*INFORMATION PROVIDED*.
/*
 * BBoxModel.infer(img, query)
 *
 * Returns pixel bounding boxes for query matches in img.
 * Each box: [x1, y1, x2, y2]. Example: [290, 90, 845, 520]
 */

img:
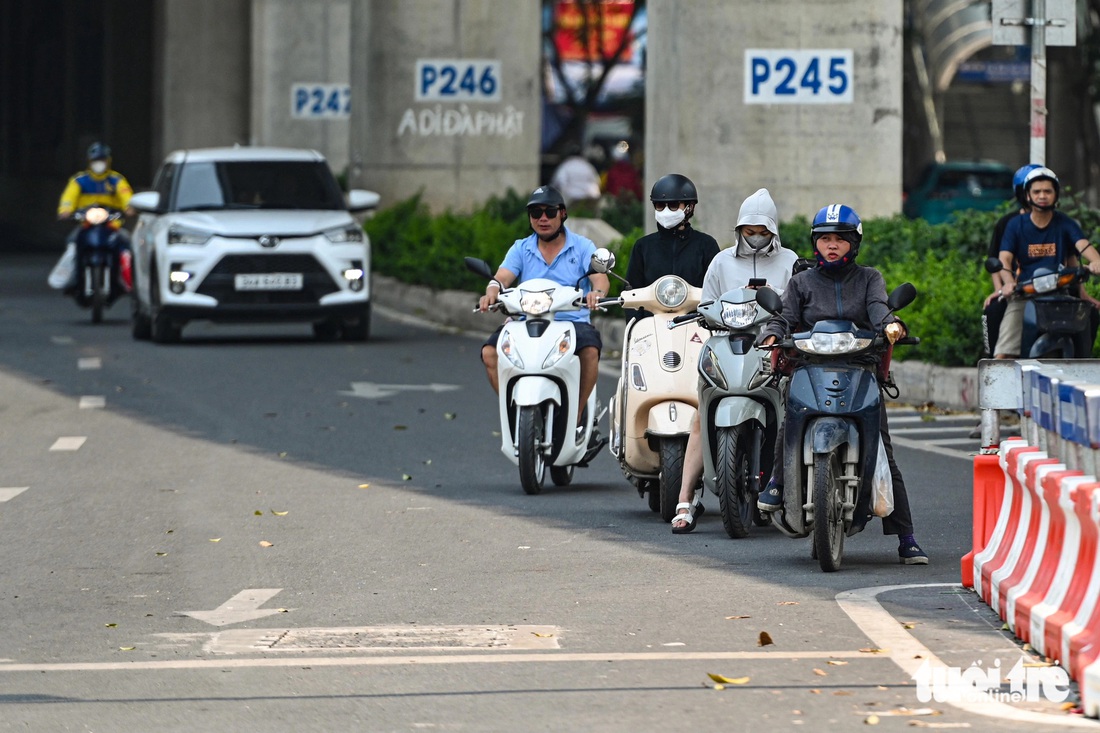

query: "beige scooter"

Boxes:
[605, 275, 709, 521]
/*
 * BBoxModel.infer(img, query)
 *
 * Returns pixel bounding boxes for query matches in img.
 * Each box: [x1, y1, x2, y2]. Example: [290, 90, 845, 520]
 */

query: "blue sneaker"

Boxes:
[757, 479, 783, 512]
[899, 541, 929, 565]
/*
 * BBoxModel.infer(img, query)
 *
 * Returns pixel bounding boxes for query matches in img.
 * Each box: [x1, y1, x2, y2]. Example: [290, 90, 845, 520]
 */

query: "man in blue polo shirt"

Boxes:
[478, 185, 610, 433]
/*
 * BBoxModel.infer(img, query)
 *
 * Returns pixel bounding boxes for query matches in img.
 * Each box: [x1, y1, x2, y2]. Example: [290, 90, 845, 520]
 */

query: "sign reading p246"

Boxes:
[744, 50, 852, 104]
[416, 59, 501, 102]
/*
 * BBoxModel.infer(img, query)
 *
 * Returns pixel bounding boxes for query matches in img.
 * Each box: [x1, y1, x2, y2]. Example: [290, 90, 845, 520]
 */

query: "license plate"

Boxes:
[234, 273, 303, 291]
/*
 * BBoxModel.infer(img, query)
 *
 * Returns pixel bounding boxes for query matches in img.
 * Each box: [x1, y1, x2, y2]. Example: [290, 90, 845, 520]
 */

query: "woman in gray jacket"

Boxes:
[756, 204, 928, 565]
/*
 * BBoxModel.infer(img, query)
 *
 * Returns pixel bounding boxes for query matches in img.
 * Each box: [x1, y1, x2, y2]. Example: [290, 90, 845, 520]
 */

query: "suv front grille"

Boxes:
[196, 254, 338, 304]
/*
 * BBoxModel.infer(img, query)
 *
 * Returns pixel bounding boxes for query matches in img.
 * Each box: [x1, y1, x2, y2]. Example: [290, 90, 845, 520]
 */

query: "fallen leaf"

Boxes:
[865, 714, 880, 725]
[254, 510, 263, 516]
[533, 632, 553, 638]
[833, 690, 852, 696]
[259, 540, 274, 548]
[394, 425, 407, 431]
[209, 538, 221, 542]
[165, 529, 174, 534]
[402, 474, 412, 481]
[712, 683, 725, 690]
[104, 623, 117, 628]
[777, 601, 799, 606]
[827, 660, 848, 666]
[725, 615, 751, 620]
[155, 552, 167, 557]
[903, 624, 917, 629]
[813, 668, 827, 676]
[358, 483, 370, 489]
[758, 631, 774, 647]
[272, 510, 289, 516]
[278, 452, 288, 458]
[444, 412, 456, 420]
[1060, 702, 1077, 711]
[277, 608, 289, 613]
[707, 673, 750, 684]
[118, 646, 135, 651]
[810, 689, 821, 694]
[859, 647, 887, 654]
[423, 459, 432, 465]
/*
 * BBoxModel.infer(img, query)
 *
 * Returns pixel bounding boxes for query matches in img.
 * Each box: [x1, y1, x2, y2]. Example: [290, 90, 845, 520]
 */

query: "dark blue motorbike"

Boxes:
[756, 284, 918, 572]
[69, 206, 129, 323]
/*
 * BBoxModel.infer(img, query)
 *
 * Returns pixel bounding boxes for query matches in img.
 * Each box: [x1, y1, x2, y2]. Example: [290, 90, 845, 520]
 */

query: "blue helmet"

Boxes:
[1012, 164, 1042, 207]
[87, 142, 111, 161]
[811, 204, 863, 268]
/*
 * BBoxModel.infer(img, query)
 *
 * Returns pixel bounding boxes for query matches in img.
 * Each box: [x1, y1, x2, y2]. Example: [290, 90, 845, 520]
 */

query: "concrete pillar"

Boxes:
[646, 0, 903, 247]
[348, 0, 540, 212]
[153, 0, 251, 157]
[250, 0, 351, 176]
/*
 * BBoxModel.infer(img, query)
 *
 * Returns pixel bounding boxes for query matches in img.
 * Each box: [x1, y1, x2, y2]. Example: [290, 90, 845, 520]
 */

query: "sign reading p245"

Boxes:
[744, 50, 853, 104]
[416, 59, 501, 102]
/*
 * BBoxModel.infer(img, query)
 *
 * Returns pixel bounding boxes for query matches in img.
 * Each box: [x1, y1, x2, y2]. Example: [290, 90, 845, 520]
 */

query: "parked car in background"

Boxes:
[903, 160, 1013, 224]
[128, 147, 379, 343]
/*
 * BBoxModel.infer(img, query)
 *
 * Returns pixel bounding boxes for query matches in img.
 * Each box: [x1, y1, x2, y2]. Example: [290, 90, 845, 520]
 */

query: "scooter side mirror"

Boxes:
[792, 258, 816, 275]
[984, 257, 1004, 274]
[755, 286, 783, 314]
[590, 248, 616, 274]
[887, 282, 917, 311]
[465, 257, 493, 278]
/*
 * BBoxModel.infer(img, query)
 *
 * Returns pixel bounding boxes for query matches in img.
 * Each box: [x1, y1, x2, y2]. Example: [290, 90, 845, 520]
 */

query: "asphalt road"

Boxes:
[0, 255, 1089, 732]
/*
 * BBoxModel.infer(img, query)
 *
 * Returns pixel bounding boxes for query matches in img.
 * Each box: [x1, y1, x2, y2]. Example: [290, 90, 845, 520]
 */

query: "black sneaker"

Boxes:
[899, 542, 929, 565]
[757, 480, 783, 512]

*WORK REQUIRED*.
The records shown above are to be repeated exactly, with the pictures left out.

*TASK RESPONSE*.
/*
 * BBoxModel.infer(img, query)
 *
 * Returns pixel bounding boxes for query matches in img.
 * Each box: [x1, y1, x2, y2]. Example: [290, 90, 845, 520]
 */

img:

query: "beige scooter"

Boxes:
[605, 275, 709, 521]
/*
 * BBoxModel.infer(img, query)
 *
 * Returns pixel bounding boxes for query matches in img.
 * Each box: [x1, y1, x2, y2]. Example: [290, 90, 845, 520]
 */

query: "blue sneaker"

Boxes:
[757, 479, 783, 512]
[899, 541, 929, 565]
/*
 * BBoxModel.infer(img, query)
 *
 * Returns pixel bounding boxes for query matches in img.
 * Each box: [x1, y1, x2, y2]. Example: [290, 90, 845, 520]
 */

query: "man in blue polo shirt"

Boxes:
[478, 185, 610, 433]
/*
 * BBoxModel.infer(img, query)
 *
 * Returns pixel bounding boxes for query matches in img.
 * Each box: [x1, y1, x2, y2]. Example: [290, 90, 845, 520]
 */

query: "sign reading p246"

Boxes:
[744, 50, 852, 104]
[416, 59, 501, 102]
/*
 * BBoxModel.infer(img, query)
 *
 * Returns pixel bounding boxes for query matches in img.
 * Each box: [x1, y1, x2, y2]. Example: [290, 90, 845, 520]
 */

query: "license plate"

Boxes:
[234, 273, 303, 291]
/*
 * BBoxModel.infer(img, query)
 *
 * Returns pixel bounding boxes for query matches in img.
 * Each box: [x1, y1, x2, y2]. Example: [290, 90, 845, 520]
 */

query: "woman in gray jacket"

Boxes:
[756, 204, 928, 565]
/*
 * BBoxModel.infer(img, query)
 *
 * Returns pixel bounding boxes for query matches in img.
 * Each box: [x1, y1, x2, y2]. Example: [290, 90, 845, 520]
 */

query: "suv front grille"

Boxes:
[196, 254, 338, 304]
/*
 * BBoxModel.infer(img, query)
 *
 * Returns pixel bounding boxes for query matches in img.
 * Each box: [x1, y1, x2, y2]. Example: [290, 90, 845, 520]
 */

query: "fallen leaf"

Boxes:
[865, 714, 880, 725]
[254, 510, 263, 516]
[533, 632, 553, 638]
[833, 690, 852, 696]
[259, 540, 274, 548]
[394, 425, 407, 431]
[209, 538, 221, 542]
[165, 529, 174, 534]
[402, 474, 412, 481]
[712, 683, 725, 690]
[104, 623, 117, 628]
[777, 601, 799, 606]
[827, 660, 848, 666]
[725, 615, 751, 620]
[155, 552, 167, 557]
[903, 624, 917, 629]
[813, 668, 827, 676]
[358, 483, 370, 489]
[758, 631, 774, 647]
[272, 510, 289, 516]
[278, 452, 288, 458]
[444, 412, 456, 420]
[1060, 702, 1077, 711]
[277, 608, 289, 613]
[707, 673, 750, 684]
[118, 646, 135, 651]
[810, 689, 821, 694]
[859, 647, 887, 654]
[423, 459, 432, 465]
/*
 * BBoxModel.infer(img, query)
 *
 * Returns pixel bounding boxes for query matches in img.
 * Each box: [x1, y1, x2, y2]. Example: [290, 90, 845, 520]
 */

query: "dark blue motorbike"

Boxes:
[756, 284, 918, 572]
[69, 206, 129, 323]
/*
 * BBoxModel.infer(img, query)
 *
 * Returns pixel bounding boxes for query matches in img.
 * Each box: [x1, y1, x2, y2]. Example: [290, 90, 845, 520]
 */

query: "blue helmet"

Boxes:
[1012, 164, 1042, 207]
[87, 142, 111, 161]
[811, 204, 863, 268]
/*
 * BBoxModel.infer(img, query)
 *
 * Returns pixel bounding boxes for query matches in img.
 * Each box: [x1, y1, x2, y2]. Example: [290, 90, 845, 520]
 */

query: "concrete pillar"

Boxes:
[646, 0, 903, 247]
[348, 0, 540, 212]
[153, 0, 251, 157]
[250, 0, 351, 176]
/*
 * BBoxModel.infer(img, query)
 *
 * Returns pixel bounding boxes for query matches in img.
 * Each box: [x1, y1, x2, y2]. Example: [290, 90, 845, 520]
 */

query: "sign reading p245"

Boxes:
[744, 50, 853, 104]
[416, 59, 501, 102]
/*
 * BBoxModel.infer(img, query)
 *
 * Returns pixel bounding boxes for query matches in img.
 * Each box: [x1, y1, x2, y2]. Example: [290, 90, 845, 520]
 */

query: "parked car in background"

Boxes:
[903, 160, 1013, 224]
[128, 147, 379, 343]
/*
 * BBoxModel.infer(img, query)
 *
 * Returns pixel bounding boxes for query matches in img.
 * Each box: [x1, y1, x2, y2]. Example: [290, 90, 845, 520]
 */

query: "scooter side mirror"

Boxes:
[792, 258, 816, 275]
[984, 257, 1004, 274]
[755, 286, 783, 314]
[590, 248, 616, 274]
[887, 282, 917, 311]
[465, 257, 493, 278]
/*
 * BBoxModel.infer(img, query)
 *
 * Returns pixel bounding boxes for query matches in img.
 * Each box: [x1, y1, x2, y2]. Example: [290, 90, 845, 520]
 */

query: "asphalt road"

Boxes:
[0, 255, 1089, 732]
/*
 * BBoxModel.infer(img, query)
 *
 * Returns pixel bounding boxes for query matches in img.
 * Each box: [x1, y1, x2, y2]. Example: [290, 90, 845, 520]
 */

query: "black sneaker"

Boxes:
[899, 542, 929, 565]
[757, 480, 783, 512]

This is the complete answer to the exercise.